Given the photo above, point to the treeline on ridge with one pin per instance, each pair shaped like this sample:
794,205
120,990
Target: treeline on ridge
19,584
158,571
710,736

-- -- --

→ ACTIVITY:
Please write out the whole of the material exactly.

→ EXERCISE ANSWER:
Given the photo above, point to the treeline on ridge with one pin per instance, each pair shaped like this sample:
794,205
120,990
Target: treeline on ridge
19,584
158,571
710,736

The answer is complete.